[OBJECTIVE] Please identify each line in the data below that contains the string "Target", and copy those lines out in full.

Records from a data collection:
********

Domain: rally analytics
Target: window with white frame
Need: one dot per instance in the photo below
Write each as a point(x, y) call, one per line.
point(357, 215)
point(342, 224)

********

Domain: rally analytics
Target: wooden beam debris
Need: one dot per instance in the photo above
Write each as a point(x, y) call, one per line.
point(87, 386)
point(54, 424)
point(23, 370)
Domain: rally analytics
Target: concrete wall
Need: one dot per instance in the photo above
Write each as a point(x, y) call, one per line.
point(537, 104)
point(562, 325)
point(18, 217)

********

[EXERCISE RESULT]
Target: window with white frame
Target: wooden beam debris
Target: concrete wall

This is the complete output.